== Provided text ==

++++++++++++++++++++

ECONOMYNEXT -Sri Lanka’s women between the ages of 20-40 are most likely to be unemployed because hiring them is expensive for the private sector, mostly because employers have to bear the full cost of maternity leave benefits (MLB) Verité Research has found.
Verité, a Colombo based think tank and research body said that this is a problem unique “in terms of opportunities for young women to effectively participate and contribute to the labour force.”
Dr Nishan de Mel, head of Verité said they discovered the issue during research into finding solutions to reduce youth unemployment in the country.
“One of the things we investigated was the laws and rules governing employment requires employers to pay 12-week MLBs however there is no equivalent paternity leave which means hiring women between the ages of 20-40 becomes more expensive in the private sector,” De Mel said.
A law in Sri Lanka mandates that the employer provide 12-week maternity benefit which is a 3-months fully paid leave. However, the country does not have paternity leave.
Sri Lankan women only participate at half the rate of men in the labour workforce and their unemployment rate is twice that of men and their disadvantage increases when they enter this age group while they only secure 30 per cent of the jobs in the private sector compared to 45 per cent in the public sector.
If there was a paternity leave as well, De Mel says the outcome would have been equal.
Verité Research in partnership with YouLead-USAID’s Youth Employment and Business Start-up program conducted this research as part of USAID’s initiative to reduce youth unemployment in the country.
Women’s disadvantage increases when they enter this age group while they only secure 30 per cent of the jobs in the private sector compared to 45 per cent in the public sector.
According to Sri Lanka’s Annual Labour Force Survey published in 2018, women in the 20-40 age group are 6.6 times more likely to be unemployed than women outside this age group.
The Department of Census and Statistics, Labour Force Survey Annual Report 2018 indicates that out of the 4.4 per cent unemployment in the country, 208,667 or 7.1 per cent are women. Unemployment rates for specific ages groups – 20-24 is 29.4 per cent female (14.7 per cent male), 25-29 is 19.8 per cent female (5.4 per cent male) and 30-39 is 5.9 per cent female and 1.4 per cent, male.

++++++++++++++++++++

== Data records ==
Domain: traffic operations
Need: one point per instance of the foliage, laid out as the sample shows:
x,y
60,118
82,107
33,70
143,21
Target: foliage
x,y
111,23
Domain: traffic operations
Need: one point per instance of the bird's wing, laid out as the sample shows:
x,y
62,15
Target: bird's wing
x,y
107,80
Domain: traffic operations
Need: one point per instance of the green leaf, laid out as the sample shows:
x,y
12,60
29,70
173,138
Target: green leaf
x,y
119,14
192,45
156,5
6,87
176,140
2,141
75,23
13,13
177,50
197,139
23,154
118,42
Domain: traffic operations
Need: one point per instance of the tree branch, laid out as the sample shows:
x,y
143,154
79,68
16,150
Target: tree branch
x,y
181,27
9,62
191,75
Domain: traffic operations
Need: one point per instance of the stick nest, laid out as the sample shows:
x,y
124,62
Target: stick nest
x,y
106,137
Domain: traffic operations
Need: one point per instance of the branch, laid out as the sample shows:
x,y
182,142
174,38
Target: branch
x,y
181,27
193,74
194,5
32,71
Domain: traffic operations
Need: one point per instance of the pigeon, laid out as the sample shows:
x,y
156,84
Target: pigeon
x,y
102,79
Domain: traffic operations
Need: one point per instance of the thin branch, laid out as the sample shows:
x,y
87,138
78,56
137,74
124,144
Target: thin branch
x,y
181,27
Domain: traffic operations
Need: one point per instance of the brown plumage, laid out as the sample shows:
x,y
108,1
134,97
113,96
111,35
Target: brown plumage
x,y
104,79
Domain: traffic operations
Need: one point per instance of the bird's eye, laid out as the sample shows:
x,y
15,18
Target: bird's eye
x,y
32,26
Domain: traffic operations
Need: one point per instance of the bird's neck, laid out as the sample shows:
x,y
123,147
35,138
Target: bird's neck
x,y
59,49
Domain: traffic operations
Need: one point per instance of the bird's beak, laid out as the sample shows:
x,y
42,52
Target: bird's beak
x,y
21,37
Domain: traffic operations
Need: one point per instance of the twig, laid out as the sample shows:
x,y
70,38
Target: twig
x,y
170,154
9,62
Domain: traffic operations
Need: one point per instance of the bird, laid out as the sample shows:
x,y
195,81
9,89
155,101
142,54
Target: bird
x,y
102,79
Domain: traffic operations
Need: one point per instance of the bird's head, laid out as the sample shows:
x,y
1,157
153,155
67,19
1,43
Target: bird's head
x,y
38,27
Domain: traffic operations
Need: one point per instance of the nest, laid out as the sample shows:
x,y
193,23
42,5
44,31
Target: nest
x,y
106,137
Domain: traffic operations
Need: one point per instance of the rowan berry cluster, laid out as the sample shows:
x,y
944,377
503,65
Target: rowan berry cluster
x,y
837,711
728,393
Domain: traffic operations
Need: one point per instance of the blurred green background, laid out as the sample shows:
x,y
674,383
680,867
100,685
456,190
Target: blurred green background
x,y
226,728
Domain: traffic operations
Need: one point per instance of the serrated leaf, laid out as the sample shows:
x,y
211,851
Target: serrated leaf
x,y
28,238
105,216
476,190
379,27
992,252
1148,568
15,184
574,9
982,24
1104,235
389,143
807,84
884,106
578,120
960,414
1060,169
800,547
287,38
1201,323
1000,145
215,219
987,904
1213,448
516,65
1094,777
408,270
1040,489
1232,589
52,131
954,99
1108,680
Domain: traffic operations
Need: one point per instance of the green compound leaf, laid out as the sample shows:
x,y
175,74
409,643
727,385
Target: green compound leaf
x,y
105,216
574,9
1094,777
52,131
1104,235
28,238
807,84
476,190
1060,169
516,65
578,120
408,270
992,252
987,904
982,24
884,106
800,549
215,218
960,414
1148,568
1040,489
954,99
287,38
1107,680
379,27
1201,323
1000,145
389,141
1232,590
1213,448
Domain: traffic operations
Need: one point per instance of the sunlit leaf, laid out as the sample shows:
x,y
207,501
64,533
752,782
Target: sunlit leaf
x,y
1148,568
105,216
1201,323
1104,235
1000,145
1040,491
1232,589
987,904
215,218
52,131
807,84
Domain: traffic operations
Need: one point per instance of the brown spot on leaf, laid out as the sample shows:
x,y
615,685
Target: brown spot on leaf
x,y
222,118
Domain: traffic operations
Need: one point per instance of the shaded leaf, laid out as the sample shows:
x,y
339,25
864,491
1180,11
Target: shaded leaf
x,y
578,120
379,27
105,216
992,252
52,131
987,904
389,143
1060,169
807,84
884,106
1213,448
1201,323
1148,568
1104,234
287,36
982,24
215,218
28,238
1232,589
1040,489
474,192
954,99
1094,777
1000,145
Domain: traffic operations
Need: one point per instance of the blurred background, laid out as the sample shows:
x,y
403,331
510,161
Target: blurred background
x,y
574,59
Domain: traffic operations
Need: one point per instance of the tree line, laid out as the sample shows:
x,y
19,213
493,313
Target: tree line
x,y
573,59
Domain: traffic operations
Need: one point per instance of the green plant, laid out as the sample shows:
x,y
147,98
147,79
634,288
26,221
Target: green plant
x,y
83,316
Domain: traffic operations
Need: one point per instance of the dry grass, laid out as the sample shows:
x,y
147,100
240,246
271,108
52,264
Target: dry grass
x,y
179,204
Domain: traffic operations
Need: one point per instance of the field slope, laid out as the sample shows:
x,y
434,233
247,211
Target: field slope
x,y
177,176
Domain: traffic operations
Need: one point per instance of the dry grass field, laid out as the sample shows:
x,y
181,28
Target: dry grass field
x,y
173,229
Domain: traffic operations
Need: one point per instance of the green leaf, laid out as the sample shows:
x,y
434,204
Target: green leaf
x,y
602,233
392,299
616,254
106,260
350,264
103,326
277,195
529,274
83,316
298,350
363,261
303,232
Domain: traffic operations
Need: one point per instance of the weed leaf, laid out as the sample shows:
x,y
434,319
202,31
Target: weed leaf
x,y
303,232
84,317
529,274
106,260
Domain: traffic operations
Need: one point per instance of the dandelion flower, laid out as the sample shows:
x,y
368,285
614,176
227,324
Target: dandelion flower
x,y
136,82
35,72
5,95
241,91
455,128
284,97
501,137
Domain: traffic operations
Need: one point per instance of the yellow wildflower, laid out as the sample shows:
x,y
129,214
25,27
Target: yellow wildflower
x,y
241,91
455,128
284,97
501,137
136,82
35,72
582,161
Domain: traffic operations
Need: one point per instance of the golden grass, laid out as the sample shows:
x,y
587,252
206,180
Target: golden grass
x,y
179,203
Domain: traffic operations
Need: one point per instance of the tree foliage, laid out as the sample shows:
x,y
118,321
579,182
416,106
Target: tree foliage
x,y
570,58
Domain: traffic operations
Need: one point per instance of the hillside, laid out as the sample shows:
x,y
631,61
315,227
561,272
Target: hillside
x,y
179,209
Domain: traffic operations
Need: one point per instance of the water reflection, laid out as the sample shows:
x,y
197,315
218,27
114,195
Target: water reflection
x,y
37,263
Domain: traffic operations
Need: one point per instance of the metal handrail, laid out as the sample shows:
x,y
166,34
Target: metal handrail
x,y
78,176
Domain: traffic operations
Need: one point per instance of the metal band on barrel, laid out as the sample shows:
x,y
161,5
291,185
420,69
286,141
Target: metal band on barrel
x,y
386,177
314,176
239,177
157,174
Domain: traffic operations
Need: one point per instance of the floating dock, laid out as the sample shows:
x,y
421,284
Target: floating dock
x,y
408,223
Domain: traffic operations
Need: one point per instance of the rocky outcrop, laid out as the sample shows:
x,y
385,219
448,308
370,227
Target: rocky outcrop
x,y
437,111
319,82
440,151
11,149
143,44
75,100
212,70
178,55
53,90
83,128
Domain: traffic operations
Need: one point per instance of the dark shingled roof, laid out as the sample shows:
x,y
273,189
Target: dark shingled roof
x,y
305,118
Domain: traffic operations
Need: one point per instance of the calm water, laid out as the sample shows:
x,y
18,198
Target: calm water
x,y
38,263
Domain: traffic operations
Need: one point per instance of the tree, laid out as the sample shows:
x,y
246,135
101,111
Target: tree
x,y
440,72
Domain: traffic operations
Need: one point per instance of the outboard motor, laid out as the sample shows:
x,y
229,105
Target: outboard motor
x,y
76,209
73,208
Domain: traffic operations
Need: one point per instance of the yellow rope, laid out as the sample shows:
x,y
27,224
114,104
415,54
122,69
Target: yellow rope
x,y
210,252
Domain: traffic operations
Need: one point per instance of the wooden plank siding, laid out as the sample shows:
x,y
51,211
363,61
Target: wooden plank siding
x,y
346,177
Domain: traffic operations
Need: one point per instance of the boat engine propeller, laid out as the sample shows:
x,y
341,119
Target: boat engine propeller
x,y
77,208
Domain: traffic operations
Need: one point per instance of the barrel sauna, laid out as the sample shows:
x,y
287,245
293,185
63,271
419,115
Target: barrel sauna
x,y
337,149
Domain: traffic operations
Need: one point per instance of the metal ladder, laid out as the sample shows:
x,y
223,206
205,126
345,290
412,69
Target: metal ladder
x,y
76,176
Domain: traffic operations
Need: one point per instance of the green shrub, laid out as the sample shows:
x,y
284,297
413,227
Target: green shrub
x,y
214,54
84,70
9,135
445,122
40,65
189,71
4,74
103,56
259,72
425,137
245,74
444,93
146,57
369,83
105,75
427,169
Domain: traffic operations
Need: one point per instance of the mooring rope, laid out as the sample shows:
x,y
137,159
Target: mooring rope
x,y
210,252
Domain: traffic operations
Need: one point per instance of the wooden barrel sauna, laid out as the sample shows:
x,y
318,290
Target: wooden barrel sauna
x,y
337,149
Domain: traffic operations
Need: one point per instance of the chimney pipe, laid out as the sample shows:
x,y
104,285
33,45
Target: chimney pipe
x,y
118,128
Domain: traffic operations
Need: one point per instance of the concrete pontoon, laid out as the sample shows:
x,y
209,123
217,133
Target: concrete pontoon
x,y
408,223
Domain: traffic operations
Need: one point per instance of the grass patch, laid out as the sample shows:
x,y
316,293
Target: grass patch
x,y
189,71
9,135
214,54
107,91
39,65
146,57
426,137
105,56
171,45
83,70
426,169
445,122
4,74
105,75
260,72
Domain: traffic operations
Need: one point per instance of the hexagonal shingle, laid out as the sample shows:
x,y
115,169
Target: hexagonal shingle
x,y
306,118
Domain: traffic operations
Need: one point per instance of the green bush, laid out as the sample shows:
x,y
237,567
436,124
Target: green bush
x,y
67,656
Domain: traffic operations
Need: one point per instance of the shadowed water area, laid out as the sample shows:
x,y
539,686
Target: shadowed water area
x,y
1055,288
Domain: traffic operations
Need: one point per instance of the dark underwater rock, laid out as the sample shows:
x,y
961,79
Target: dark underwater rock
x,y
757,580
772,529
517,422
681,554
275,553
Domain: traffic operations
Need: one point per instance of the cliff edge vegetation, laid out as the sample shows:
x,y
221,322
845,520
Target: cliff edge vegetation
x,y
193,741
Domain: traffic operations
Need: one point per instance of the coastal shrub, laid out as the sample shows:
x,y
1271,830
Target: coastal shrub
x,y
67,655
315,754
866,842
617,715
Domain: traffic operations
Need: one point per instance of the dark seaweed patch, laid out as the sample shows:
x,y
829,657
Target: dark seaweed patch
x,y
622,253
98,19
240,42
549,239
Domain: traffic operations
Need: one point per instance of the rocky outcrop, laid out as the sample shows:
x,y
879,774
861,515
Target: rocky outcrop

++++++++++++++++++++

== Work to do ==
- a) Based on the maternity leave article, state whether each statement below is supported by it: (i) Sri Lanka requires employers to grant paternity leave; (ii) women hold 30 per cent of jobs in the private sector; (iii) Verité Research is based in Colombo. For each, answer yes or no and quote the words from the article that decide it.
- b) Restate as a bulleted list the paragraph of the maternity leave article that begins "Sri Lankan women only participate at half the rate," keeping all of its main facts.
- c) Translate this sentence from the maternity leave article into Spanish: "According to Sri Lanka’s Annual Labour Force Survey published in 2018, women in the 20-40 age group are 6.6 times more likely to be unemployed than women outside this age group."

== Responses for each task ==
- a)
(i) No: "However, the country does not have paternity leave."
(ii) Yes: "they only secure 30 per cent of the jobs in the private sector compared to 45 per cent in the public sector"
(iii) Yes: "Verité, a Colombo based think tank and research body"

- b)
- Sri Lankan women participate in the labour workforce at half the rate of men.
- Their unemployment rate is twice that of men.
- Their disadvantage increases when they enter this age group.
- They secure only 30 per cent of private-sector jobs, compared with 45 per cent of public-sector jobs.

- c) Según la Encuesta Anual de Población Activa de Sri Lanka publicada en 2018, las mujeres del grupo de edad de 20 a 40 años tienen 6,6 veces más probabilidades de estar desempleadas que las mujeres fuera de este grupo de edad.